Could you reproduce each of the rows below word for word, leaving the pictures out of your copy?

━━━━━━━━━━━━━━━━

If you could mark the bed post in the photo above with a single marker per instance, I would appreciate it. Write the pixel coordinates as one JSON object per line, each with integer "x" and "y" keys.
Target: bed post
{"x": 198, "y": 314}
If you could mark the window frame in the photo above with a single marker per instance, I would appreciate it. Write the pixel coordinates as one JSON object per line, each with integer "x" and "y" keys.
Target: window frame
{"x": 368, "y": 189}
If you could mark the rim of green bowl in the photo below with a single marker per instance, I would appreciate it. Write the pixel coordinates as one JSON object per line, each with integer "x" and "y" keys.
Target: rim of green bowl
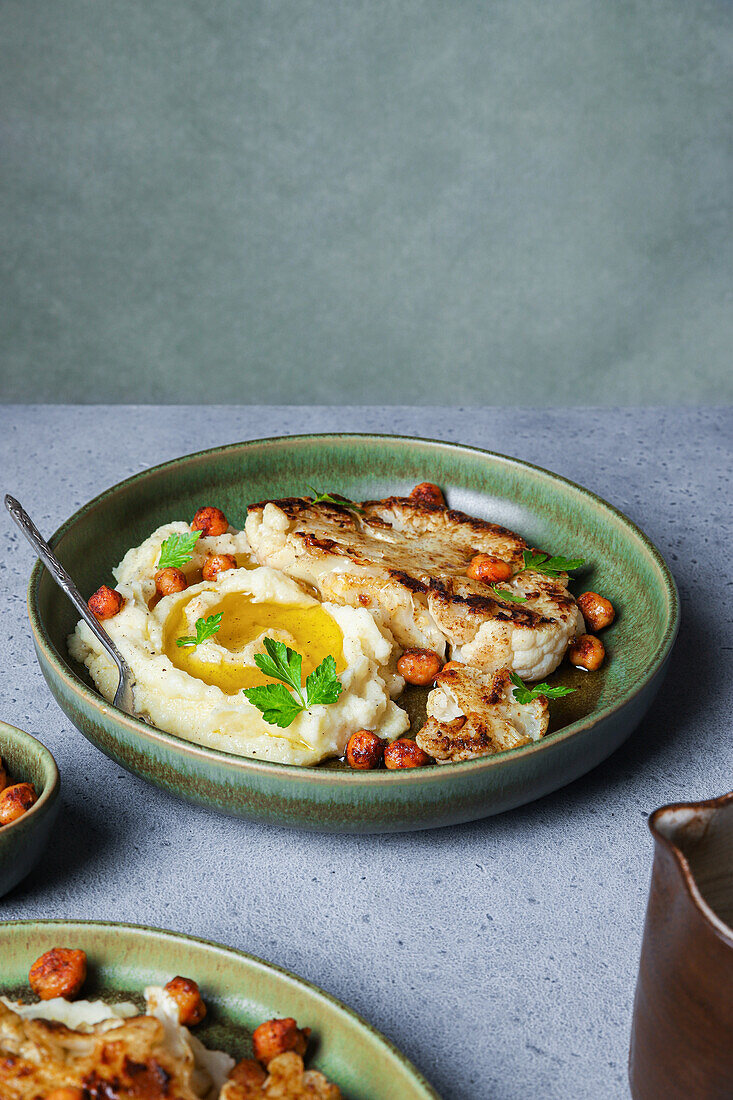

━━━━━━━━━━━━━━━━

## COMPLETE ANSWER:
If you could mark the bed post in the photo above with a single marker per instance, I would appreciate it. Write the pixel coordinates as one JSON object per line, each with integer "x" and "y" keys.
Target: bed post
{"x": 198, "y": 314}
If you could mark the window frame in the photo above with a single marker per instance, I would appreciate it. Write the pixel coordinates as one JSON object per line, each with integer "x" and "y" keys.
Target: window frame
{"x": 368, "y": 189}
If you could mark the rim of green bowl in the photo below with a single marker per instance, I would appreciate it. Write the pixel coordinates as one JSON object per line, each with integer "x" and "y" keys.
Target: rim of green bowl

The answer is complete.